My baba is a math professor at Dar or somewhere I forget and my mama is a human resource worker of some type. Agnes likes science and is form 5 hoping to be a doctor (surgeon I believe)..she's 18 and on holiday.
Today was also my first day of school at Educare. It was ok. We did class and chai and lunch and then took a safari around the town. Hence how I found out I live around the corner from the internet cafe=bonus for you. Oh and my title: oranges are green here as well as lemons but they are good. the melons are round like a basketball and every plant is smaller. Will my neighbor has banana trees in his yard and the mangoes will be ripe in Decemba.
The house girl laughs at me every time I say something in Kiswahili so I just laugh with her. I got to see how she grinds up peanuts yesterday. Dad--my baba has 2 cell phones and I think they have 3 cars as well as roosters and chickens and a dog that has no name.
the sidewalks are made of sand and streets are a dusty red. There are mountains surrounding me as well as beautiful vegetation. I was told by my baba on how not to get malaria and the importance of not getting it. I also eat with my hands more now and have to stop using my left hand.

________________

» **Task item**
Answer these questions from the travel diary above:
(a) How old is Agnes?
(b) What color are the oranges?
(c) What are the sidewalks made of?

________________

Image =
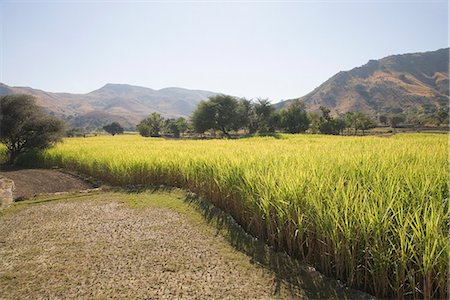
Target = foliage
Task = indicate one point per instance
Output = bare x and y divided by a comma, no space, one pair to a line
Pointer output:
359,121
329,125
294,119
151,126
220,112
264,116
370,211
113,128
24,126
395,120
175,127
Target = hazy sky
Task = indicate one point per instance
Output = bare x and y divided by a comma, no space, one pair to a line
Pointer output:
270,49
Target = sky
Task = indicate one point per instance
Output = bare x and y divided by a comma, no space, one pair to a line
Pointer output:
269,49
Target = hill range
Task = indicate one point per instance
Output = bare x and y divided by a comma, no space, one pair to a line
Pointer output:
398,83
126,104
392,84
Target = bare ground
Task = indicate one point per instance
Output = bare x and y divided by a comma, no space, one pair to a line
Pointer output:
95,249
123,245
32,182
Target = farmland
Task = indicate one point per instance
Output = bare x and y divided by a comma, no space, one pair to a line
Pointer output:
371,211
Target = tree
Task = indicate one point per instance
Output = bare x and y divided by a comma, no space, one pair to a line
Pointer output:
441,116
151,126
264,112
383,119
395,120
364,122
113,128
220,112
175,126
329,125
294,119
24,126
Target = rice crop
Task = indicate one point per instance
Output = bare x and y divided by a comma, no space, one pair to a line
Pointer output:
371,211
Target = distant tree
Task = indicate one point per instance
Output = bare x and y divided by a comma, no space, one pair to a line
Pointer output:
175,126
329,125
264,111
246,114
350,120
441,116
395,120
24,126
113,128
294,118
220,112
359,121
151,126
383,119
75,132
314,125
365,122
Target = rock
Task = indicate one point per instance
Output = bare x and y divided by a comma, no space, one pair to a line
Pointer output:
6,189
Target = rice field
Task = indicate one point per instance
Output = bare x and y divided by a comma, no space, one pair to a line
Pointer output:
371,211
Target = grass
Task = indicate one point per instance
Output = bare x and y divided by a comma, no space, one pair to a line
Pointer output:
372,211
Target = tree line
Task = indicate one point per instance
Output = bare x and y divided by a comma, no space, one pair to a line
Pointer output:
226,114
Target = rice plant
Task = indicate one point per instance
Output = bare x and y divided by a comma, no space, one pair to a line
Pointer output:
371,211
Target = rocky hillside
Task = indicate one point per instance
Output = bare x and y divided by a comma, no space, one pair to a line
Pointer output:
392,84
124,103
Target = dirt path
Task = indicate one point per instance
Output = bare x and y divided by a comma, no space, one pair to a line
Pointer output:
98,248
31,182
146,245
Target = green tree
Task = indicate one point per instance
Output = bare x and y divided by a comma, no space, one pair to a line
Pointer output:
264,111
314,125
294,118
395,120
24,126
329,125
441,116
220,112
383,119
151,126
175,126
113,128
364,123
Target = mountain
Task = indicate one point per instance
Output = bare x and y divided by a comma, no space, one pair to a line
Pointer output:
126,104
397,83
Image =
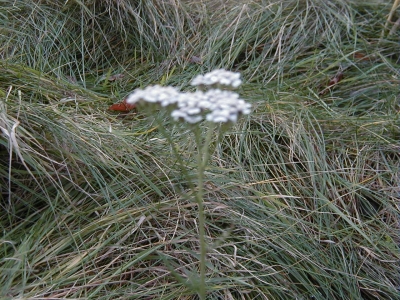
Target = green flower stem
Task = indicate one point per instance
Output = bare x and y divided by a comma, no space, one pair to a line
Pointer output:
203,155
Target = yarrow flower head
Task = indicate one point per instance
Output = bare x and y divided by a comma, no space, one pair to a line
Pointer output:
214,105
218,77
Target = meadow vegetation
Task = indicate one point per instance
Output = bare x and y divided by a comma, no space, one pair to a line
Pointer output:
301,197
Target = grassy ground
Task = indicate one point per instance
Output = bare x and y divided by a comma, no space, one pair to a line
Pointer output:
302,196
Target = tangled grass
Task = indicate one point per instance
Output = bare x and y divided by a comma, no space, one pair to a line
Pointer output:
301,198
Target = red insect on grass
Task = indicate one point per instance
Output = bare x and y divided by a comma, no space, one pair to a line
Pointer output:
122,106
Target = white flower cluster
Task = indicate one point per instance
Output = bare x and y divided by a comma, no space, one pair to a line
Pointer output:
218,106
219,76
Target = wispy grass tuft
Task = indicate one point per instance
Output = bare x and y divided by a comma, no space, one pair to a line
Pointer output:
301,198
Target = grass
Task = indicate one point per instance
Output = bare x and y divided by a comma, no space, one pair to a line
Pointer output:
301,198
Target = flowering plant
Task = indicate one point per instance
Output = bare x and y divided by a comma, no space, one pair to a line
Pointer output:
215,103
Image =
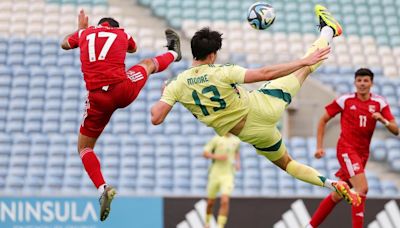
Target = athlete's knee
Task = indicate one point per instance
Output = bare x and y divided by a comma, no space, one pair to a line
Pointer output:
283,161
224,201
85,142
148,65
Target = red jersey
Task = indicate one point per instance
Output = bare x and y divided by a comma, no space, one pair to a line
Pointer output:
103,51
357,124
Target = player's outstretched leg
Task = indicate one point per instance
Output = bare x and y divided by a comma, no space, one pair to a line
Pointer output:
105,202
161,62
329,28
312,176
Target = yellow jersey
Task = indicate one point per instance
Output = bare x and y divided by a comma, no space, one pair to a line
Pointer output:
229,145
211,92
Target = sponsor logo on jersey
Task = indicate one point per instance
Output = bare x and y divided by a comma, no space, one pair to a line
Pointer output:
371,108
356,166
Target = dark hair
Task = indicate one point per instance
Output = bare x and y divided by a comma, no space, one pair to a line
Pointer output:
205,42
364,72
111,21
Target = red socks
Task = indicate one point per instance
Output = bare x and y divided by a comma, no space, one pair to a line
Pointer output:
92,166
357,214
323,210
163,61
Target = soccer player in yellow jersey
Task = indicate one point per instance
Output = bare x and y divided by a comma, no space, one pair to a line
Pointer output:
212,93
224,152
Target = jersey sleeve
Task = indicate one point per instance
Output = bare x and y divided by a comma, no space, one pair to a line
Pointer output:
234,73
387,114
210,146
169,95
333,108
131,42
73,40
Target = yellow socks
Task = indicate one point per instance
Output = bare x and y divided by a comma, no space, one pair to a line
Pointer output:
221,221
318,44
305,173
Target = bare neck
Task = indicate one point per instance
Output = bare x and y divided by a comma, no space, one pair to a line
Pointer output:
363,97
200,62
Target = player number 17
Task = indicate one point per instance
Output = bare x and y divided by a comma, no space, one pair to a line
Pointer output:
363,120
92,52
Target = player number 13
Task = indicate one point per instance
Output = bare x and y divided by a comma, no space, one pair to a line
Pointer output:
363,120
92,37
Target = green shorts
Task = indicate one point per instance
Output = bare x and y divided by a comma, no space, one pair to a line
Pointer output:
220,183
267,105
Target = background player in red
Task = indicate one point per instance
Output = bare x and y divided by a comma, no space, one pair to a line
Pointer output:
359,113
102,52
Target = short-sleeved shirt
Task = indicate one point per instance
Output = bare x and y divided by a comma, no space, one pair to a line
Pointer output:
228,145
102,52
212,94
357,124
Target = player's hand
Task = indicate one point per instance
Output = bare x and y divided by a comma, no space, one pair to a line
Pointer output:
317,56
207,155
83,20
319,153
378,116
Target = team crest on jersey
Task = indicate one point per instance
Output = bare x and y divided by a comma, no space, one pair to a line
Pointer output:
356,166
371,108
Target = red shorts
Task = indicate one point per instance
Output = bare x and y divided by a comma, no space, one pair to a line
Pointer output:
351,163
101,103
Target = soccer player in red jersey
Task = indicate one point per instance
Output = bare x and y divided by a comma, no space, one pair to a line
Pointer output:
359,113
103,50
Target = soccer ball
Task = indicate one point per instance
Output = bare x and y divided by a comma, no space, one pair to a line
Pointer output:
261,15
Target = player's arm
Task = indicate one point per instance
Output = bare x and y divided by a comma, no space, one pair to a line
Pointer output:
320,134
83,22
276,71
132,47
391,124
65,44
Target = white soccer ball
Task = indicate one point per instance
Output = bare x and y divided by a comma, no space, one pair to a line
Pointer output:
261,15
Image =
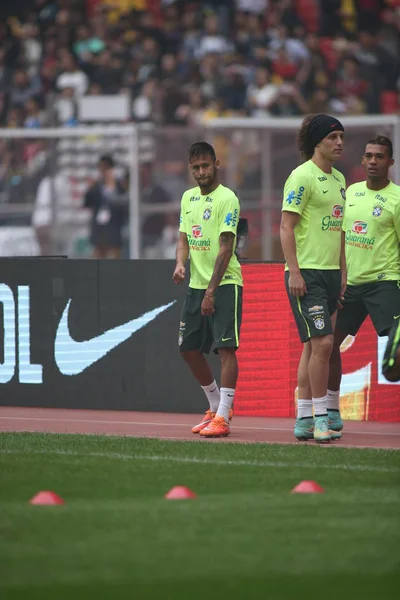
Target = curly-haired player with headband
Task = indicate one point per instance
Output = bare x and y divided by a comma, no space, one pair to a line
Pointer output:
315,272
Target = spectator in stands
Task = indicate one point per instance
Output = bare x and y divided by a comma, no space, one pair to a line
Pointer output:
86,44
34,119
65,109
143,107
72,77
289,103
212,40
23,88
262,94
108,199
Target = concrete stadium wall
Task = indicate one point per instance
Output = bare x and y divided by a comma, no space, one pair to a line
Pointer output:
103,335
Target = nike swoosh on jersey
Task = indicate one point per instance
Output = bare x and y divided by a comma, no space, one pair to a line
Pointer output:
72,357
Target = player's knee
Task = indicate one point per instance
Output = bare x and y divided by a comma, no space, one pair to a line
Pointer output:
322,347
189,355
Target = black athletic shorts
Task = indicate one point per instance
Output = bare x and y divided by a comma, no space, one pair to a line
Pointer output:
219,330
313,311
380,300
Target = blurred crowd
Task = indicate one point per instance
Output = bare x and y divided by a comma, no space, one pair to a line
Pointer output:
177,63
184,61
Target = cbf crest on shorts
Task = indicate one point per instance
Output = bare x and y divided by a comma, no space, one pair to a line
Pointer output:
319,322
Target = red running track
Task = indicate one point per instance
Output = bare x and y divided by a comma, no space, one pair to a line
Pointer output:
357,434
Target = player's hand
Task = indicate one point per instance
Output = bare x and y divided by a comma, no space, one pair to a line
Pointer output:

________________

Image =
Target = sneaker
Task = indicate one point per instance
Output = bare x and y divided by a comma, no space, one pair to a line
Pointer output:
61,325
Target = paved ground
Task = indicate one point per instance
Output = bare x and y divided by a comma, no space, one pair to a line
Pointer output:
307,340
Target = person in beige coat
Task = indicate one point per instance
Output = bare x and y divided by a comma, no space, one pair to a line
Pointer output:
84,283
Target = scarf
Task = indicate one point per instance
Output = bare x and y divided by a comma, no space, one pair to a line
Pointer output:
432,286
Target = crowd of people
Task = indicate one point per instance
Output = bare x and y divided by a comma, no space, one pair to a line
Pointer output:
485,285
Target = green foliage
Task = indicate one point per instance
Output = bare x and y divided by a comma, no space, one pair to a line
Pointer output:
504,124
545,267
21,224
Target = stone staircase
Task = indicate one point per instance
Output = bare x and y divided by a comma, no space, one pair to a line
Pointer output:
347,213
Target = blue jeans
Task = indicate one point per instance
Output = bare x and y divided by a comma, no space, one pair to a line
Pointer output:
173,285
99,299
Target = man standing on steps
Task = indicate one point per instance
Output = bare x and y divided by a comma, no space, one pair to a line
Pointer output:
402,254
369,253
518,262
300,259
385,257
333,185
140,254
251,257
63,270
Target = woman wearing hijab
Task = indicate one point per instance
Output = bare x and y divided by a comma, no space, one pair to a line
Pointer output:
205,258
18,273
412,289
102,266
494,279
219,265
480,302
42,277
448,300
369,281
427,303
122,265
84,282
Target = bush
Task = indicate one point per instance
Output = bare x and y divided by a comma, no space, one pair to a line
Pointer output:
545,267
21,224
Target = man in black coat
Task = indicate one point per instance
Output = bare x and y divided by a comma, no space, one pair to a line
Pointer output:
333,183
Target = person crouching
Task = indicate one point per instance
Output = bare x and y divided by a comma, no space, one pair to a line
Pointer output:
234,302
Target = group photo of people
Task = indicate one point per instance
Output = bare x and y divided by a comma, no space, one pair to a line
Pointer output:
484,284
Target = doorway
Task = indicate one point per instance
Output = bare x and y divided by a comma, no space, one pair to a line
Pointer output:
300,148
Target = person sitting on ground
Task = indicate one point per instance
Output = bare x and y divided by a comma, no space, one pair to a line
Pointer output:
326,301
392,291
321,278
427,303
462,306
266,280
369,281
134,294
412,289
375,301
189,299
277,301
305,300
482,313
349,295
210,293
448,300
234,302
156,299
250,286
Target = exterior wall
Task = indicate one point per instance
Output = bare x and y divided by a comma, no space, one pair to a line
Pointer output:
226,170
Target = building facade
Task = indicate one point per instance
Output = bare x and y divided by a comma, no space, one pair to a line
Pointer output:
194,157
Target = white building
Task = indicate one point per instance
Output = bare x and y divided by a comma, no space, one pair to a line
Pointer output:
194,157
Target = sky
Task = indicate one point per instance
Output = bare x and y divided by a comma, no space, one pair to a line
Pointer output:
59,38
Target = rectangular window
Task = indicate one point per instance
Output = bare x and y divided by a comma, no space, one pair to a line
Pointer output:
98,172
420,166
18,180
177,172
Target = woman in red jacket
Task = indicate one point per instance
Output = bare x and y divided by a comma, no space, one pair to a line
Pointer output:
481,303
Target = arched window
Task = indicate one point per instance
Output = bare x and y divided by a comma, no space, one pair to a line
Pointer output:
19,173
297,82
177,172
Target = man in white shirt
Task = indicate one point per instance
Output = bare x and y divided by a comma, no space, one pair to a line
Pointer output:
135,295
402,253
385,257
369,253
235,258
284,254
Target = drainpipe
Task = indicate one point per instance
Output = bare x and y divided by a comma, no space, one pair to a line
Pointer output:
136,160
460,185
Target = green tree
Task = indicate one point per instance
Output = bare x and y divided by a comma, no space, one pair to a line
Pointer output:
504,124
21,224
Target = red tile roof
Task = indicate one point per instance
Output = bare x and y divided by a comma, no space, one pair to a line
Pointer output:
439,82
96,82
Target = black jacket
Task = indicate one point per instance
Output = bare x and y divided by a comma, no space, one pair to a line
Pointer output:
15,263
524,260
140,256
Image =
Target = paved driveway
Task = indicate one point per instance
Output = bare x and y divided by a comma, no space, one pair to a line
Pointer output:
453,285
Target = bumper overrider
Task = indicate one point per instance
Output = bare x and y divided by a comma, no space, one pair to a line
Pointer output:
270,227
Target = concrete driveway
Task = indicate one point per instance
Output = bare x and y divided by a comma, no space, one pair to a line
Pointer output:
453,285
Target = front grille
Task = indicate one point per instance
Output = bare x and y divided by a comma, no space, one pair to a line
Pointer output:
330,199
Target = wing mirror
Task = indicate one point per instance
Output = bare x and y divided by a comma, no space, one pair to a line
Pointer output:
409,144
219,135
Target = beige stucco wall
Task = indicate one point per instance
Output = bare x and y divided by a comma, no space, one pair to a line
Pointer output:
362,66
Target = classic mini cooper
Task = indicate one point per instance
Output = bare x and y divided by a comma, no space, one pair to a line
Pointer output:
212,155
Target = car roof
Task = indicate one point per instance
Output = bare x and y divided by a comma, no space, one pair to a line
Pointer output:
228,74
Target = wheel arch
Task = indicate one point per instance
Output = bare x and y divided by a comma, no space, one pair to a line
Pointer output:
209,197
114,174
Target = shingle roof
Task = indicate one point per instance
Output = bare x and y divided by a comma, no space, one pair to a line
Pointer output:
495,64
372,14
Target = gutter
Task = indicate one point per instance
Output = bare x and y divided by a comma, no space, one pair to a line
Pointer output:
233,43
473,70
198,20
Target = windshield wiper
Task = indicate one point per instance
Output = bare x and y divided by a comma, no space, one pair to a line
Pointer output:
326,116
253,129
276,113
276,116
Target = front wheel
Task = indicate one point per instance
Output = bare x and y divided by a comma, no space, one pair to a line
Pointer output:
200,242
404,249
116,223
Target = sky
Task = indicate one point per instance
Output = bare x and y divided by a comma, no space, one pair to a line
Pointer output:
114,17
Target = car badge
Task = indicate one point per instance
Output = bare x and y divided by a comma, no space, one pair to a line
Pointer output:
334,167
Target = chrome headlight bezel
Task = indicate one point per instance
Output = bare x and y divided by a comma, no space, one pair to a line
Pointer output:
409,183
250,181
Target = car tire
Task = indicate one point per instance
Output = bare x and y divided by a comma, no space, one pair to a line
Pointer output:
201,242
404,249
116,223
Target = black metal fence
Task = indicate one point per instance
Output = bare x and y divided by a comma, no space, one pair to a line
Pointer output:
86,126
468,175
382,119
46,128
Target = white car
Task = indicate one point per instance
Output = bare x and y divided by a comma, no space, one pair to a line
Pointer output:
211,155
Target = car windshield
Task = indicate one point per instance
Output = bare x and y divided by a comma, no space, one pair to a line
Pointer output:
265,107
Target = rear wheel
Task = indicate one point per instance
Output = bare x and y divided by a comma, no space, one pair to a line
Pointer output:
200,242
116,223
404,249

________________

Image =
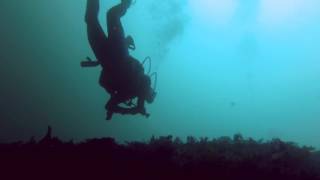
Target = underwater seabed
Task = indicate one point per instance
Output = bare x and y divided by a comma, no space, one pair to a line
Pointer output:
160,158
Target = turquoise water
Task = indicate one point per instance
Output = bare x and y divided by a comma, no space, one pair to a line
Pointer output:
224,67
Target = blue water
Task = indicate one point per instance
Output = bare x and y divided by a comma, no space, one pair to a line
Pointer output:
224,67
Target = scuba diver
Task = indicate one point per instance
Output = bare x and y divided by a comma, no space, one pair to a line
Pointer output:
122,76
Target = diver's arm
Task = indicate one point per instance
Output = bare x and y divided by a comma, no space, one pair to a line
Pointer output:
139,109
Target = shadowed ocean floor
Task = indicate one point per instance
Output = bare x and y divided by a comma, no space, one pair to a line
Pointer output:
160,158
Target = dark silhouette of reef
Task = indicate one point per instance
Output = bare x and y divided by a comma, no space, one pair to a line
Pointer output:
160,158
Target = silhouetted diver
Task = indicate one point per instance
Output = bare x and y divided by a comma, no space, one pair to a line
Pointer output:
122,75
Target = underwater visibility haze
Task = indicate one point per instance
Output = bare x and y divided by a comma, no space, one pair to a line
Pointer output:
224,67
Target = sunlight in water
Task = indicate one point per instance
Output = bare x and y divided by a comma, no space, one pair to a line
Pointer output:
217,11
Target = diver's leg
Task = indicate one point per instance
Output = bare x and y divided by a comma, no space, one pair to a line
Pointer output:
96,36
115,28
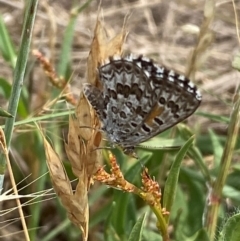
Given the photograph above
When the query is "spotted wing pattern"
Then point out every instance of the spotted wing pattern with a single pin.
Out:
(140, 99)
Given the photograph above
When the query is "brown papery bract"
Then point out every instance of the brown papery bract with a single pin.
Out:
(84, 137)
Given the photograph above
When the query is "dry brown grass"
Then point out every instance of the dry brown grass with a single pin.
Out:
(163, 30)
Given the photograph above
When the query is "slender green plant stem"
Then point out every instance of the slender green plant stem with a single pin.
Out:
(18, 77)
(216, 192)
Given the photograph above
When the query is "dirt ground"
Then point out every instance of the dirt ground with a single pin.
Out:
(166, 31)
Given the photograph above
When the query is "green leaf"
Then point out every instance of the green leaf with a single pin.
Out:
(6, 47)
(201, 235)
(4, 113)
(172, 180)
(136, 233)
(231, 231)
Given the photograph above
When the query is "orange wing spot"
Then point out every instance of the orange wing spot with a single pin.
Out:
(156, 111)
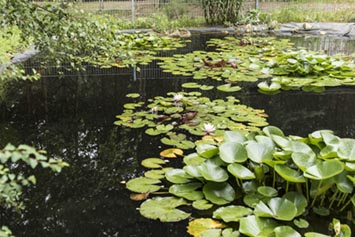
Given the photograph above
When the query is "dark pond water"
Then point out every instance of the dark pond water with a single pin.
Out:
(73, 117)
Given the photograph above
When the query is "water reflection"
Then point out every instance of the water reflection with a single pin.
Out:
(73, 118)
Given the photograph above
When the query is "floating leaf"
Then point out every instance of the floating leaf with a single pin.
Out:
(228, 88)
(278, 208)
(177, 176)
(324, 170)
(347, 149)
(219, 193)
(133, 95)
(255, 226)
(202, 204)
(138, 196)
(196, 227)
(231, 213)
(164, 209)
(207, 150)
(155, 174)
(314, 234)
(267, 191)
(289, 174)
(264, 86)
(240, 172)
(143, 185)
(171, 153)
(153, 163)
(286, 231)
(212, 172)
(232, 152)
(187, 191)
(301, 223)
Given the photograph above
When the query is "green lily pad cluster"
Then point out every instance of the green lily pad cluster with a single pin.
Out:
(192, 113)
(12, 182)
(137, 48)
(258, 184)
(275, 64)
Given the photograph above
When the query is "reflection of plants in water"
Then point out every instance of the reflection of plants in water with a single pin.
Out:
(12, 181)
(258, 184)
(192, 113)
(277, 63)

________________

» **Result**
(a) 18
(b) Green
(c) Sand